-------- GIVEN DATA

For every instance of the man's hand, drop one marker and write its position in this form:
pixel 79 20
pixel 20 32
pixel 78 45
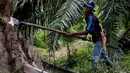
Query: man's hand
pixel 84 37
pixel 69 34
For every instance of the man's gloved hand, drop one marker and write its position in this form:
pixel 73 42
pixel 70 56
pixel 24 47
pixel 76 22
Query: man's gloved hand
pixel 69 34
pixel 84 37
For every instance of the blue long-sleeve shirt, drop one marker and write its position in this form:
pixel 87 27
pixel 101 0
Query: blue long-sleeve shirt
pixel 93 27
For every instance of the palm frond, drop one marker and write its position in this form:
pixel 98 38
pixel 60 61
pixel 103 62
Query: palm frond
pixel 69 13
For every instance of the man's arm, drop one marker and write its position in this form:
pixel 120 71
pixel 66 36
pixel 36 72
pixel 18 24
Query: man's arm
pixel 85 32
pixel 103 38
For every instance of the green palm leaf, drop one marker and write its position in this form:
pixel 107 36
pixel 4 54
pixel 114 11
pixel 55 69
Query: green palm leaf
pixel 69 13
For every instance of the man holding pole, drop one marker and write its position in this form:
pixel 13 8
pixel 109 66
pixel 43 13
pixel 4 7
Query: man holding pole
pixel 95 29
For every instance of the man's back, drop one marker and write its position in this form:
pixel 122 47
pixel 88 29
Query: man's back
pixel 93 27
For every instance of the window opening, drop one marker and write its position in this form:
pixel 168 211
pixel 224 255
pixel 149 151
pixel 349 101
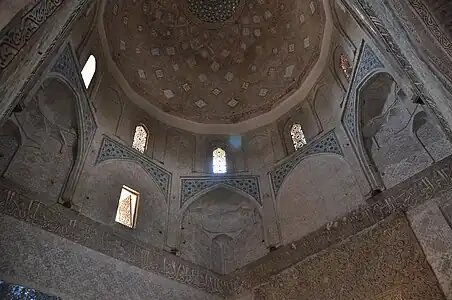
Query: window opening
pixel 345 66
pixel 298 138
pixel 140 138
pixel 219 161
pixel 88 70
pixel 127 207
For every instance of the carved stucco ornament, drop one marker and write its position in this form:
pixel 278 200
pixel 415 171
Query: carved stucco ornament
pixel 328 143
pixel 20 30
pixel 368 62
pixel 192 186
pixel 111 149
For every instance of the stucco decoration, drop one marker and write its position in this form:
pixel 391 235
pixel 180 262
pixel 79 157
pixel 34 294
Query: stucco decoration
pixel 193 186
pixel 440 11
pixel 20 30
pixel 404 63
pixel 213 63
pixel 111 149
pixel 222 230
pixel 66 67
pixel 328 143
pixel 367 62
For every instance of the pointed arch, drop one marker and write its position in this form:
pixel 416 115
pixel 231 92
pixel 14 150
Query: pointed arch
pixel 88 71
pixel 219 164
pixel 297 134
pixel 140 138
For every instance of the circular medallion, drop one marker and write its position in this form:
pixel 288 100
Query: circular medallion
pixel 213 11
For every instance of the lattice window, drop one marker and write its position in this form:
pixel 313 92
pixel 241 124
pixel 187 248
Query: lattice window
pixel 345 66
pixel 127 207
pixel 219 161
pixel 297 134
pixel 140 139
pixel 88 70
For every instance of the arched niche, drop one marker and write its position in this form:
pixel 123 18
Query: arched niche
pixel 46 157
pixel 98 193
pixel 222 230
pixel 318 190
pixel 10 140
pixel 430 136
pixel 386 140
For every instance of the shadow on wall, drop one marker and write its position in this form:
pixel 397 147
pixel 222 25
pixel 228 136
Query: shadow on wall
pixel 49 140
pixel 222 230
pixel 98 193
pixel 398 135
pixel 318 190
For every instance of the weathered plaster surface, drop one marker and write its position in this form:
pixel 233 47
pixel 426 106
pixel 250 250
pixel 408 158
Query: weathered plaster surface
pixel 434 233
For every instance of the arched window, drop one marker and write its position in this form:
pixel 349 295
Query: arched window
pixel 219 161
pixel 297 134
pixel 140 139
pixel 345 66
pixel 88 70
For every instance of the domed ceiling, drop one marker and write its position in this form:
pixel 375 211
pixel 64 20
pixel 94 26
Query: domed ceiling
pixel 214 61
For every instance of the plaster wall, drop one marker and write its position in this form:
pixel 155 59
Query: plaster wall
pixel 51 264
pixel 320 189
pixel 47 136
pixel 369 265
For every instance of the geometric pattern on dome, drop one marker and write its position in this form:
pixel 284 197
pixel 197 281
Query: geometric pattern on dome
pixel 367 62
pixel 328 143
pixel 214 72
pixel 192 186
pixel 213 10
pixel 111 149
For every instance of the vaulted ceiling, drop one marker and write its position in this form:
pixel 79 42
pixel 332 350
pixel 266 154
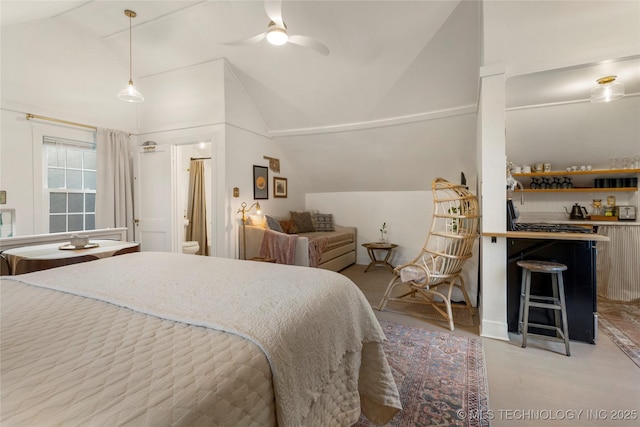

----------------

EXERCISE DIRECTIONS: Give the data again exactly as it appears, but without any images.

EXERCISE ANSWER:
For every instance of the man's hand, drop one marker and write its position in this form:
pixel 79 20
pixel 20 32
pixel 78 45
Query: man's hand
pixel 84 37
pixel 69 34
For every instance of the man's gloved hand, drop one marker and write its position in this form:
pixel 73 42
pixel 70 56
pixel 24 47
pixel 76 22
Query: man's gloved hand
pixel 69 34
pixel 84 37
For every instance of the blue long-sleeve shirt, drop one marker and write its position in this form:
pixel 87 27
pixel 101 0
Query: blue long-sleeve shirt
pixel 93 27
For every instance of the palm frond, drop one marker and write its position in this form:
pixel 98 38
pixel 60 61
pixel 103 62
Query: palm frond
pixel 69 13
For every instance of the man's arm, drop one marker and write its position in this form:
pixel 120 71
pixel 66 36
pixel 36 72
pixel 18 24
Query: man's arm
pixel 85 32
pixel 103 38
For every instance of the green palm leaf, drop one marker and write its position in this form:
pixel 107 36
pixel 4 54
pixel 114 11
pixel 55 69
Query: green palm leaf
pixel 69 13
For every instance of the man holding pole, drop one marker and write its position in this form:
pixel 13 8
pixel 109 66
pixel 43 13
pixel 4 7
Query: man holding pole
pixel 95 29
For every instance of the man's back, drop one marker and write its position in this form:
pixel 122 47
pixel 88 29
Query: man's back
pixel 93 27
For every instance of the window opening, drop one marker and write its position in this form:
pixel 168 211
pixel 224 255
pixel 149 151
pixel 349 101
Query: window opening
pixel 345 66
pixel 298 138
pixel 140 138
pixel 219 161
pixel 88 70
pixel 127 207
For every instance of the carved stucco ornament, drop one marker and write its position in this form:
pixel 278 200
pixel 415 171
Query: carved stucco ornament
pixel 328 143
pixel 20 30
pixel 368 62
pixel 192 186
pixel 111 149
For every instance of the stucco decoration, drop one marker and write its position in this form:
pixel 391 235
pixel 180 262
pixel 79 157
pixel 34 294
Query: stucco decoration
pixel 193 186
pixel 440 11
pixel 20 30
pixel 404 63
pixel 213 63
pixel 111 149
pixel 222 230
pixel 66 67
pixel 328 143
pixel 367 62
For every instance of the pointed arch, drop one marker and write its position in this form:
pixel 416 115
pixel 231 92
pixel 14 150
Query: pointed arch
pixel 88 71
pixel 219 164
pixel 297 134
pixel 140 138
For every instance of the circular medallion, drop one marker and write its position in this form:
pixel 288 100
Query: circular medallion
pixel 213 11
For every instance of the lattice window, drop one marker and write its position in this form:
pixel 313 92
pixel 241 124
pixel 187 248
Query: lattice window
pixel 345 66
pixel 127 207
pixel 219 161
pixel 297 134
pixel 140 139
pixel 88 70
For every instance of the arched niche, drop one marker and write its position in this form:
pixel 123 18
Query: arched niche
pixel 46 157
pixel 98 193
pixel 222 230
pixel 318 190
pixel 10 140
pixel 430 136
pixel 386 140
For every instance of the shadow on wall, drop one marker and write its position in this form:
pixel 397 147
pixel 222 25
pixel 228 136
Query: shadow on wall
pixel 49 140
pixel 222 230
pixel 98 193
pixel 398 135
pixel 318 190
For every instance of the weathered plaster surface, drop one marker and write its position in this form:
pixel 233 47
pixel 426 106
pixel 250 250
pixel 408 158
Query: weathered plaster surface
pixel 434 233
For every instance of the arched window, drop one marker and write its position in this form:
pixel 349 295
Query: arched window
pixel 219 161
pixel 297 134
pixel 140 139
pixel 345 66
pixel 88 70
For every instance of the domed ceiling, drop one marker and write its position in this form:
pixel 375 211
pixel 64 20
pixel 94 26
Query: domed ceiling
pixel 214 61
For every instance of the plaster wall, drop one marker and write its position in this form:
pixel 155 59
Query: plaster wall
pixel 51 264
pixel 320 189
pixel 47 136
pixel 369 265
For every instance of the geometric pattern on dome, drop one marker and write its position in this form:
pixel 284 197
pixel 197 281
Query: geometric pattern on dome
pixel 367 62
pixel 328 143
pixel 214 72
pixel 192 186
pixel 213 10
pixel 111 149
For every instance of the vaulted ceiling, drop one marker and write its position in this form:
pixel 79 42
pixel 332 350
pixel 266 154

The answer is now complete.